-- Start --

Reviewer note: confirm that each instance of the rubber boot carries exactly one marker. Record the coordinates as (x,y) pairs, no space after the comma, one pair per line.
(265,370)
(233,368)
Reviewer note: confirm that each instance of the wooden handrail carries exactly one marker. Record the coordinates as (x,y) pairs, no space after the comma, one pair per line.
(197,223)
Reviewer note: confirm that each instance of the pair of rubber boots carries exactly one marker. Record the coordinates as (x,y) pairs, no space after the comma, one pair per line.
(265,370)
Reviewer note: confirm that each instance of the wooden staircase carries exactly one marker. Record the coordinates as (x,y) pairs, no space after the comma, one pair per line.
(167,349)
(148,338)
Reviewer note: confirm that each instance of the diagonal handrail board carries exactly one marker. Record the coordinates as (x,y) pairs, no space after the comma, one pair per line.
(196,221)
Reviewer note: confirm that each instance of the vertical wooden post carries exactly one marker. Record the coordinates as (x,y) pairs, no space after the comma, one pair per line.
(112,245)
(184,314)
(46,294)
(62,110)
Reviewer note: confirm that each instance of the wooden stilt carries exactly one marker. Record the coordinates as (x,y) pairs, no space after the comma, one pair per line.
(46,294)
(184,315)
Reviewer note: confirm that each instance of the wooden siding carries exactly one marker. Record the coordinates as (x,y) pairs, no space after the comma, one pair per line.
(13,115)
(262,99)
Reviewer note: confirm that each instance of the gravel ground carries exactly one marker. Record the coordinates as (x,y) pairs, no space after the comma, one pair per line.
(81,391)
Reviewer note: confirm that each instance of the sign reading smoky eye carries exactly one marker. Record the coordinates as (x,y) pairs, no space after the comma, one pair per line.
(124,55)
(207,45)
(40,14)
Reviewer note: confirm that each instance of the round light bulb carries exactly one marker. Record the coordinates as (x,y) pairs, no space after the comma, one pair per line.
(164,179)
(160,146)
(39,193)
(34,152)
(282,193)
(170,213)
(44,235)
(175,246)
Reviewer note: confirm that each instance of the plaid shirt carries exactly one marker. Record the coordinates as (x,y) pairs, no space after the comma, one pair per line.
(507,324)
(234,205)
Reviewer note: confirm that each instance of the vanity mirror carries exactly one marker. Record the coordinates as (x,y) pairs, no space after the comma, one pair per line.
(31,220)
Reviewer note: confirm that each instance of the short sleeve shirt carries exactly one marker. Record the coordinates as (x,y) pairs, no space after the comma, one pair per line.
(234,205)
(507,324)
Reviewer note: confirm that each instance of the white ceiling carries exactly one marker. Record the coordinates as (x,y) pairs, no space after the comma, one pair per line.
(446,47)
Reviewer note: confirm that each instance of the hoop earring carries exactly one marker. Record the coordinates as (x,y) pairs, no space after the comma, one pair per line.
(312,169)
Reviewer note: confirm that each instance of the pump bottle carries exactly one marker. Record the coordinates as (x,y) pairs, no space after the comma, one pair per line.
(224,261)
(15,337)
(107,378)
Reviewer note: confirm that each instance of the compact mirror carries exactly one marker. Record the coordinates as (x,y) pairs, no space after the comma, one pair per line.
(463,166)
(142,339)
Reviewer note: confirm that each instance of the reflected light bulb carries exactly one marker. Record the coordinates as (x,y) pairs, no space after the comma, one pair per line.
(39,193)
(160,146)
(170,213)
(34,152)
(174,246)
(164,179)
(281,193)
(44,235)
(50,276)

-- End --

» **Direction**
Go back to the listing above and please repeat it exactly.

» **Response to the exercise**
Reviewer note: confirm that each instance of the rubber boot carries exactly one marker. Record the coordinates as (x,y) pairs, no space after the comma, one pair per line.
(265,370)
(233,368)
Reviewer note: confirm that each instance of the wooden handrail carries exactly one marker. Record the coordinates as (x,y) pairs, no space after the comma, one pair per line.
(197,223)
Reviewer note: confirm that each instance of the pair of rubber boots carries exactly one marker. Record the coordinates as (x,y) pairs, no space after the comma, one pair per line.
(265,370)
Reviewer note: confirm that each instance of the wooden staircase carries exactly one marker. Record the coordinates as (x,y) pairs, no space after the comma, one pair per line.
(167,349)
(148,338)
Reviewer note: confirm that each instance of the diagonal handrail board carries exactly one marker. Record the coordinates as (x,y) pairs, no space after the comma, one pair per line.
(196,221)
Reviewer note: confirm that each instance of the vertical wooden post carries exactly one marker. Record the coordinates as (x,y) pairs, no space after the comma, one pair per line.
(112,245)
(184,314)
(46,294)
(62,110)
Reviewer note: confirm that each instance of the wooden stilt carries exactly one marker. Record the coordinates as (x,y) pairs, no space after the comma, one pair per line.
(46,294)
(184,315)
Reviewer note: confirm that each instance of the wooden siding carries exactly one marker. Record the coordinates as (x,y) pairs, no space after the comma, one pair per line.
(13,115)
(262,99)
Reviewer note: confirm that each instance of the gravel ground carries exactly one marker. Record the coordinates as (x,y) pairs, no space after the comma, one pair per line.
(81,391)
Reviewer note: confirm that each instance of the sign reading smoky eye carries exactly one marker. Record the coordinates as (x,y) pairs, no space after the comma, one pair per line.
(124,55)
(207,45)
(40,14)
Reviewer note: confirm that each instance of the round light bulb carries exactly one marker. Record the coordinates as (x,y) pairs, no space after the comma, one pair per line.
(164,179)
(160,146)
(39,193)
(34,152)
(282,193)
(170,213)
(44,235)
(175,246)
Reviewer note: confirm that each instance of the plaid shirt carries exactly one marker. Record the coordinates as (x,y) pairs, no space after the comma, one pair per line.
(507,324)
(234,205)
Reviewer note: confirm that each instance of the vanity mirror carries exactly one marker. Record the coordinates as (x,y) pairs, no space after the comma, one pair per line.
(31,220)
Reviewer note: confirm that each instance of the short sleeve shirt carries exactly one marker. Record the coordinates as (x,y) pairs, no space after the comma, one pair per line.
(234,205)
(507,324)
Reviewer note: confirm that each instance of the white ceiling carries exactly one marker. Record the coordinates as (x,y) pairs, no space after the comma, one pair per line.
(446,47)
Reviewer note: confirm that each instance of the hoop earring carries exactly one marker. Record the coordinates as (x,y) pairs, no space after the comma, one pair per line.
(312,169)
Reviewer note: confirm that each instance of the pump bottle carries exactly one marker. Record the coordinates as (x,y) pairs, no space after the comma, one pair per line.
(224,261)
(15,337)
(107,378)
Reviewer note: confirm that each instance of the compact mirror carries exactly one marker. Record the coordinates as (x,y) pairs, no space after the comma, one pair per line.
(463,166)
(142,339)
Reviewer note: confirm that each instance of the reflected light bulb carries exactly one marker. Record the coordinates as (x,y) pairs, no space after the comma, one pair per line.
(39,193)
(160,146)
(170,213)
(34,152)
(174,246)
(164,179)
(281,193)
(44,235)
(50,276)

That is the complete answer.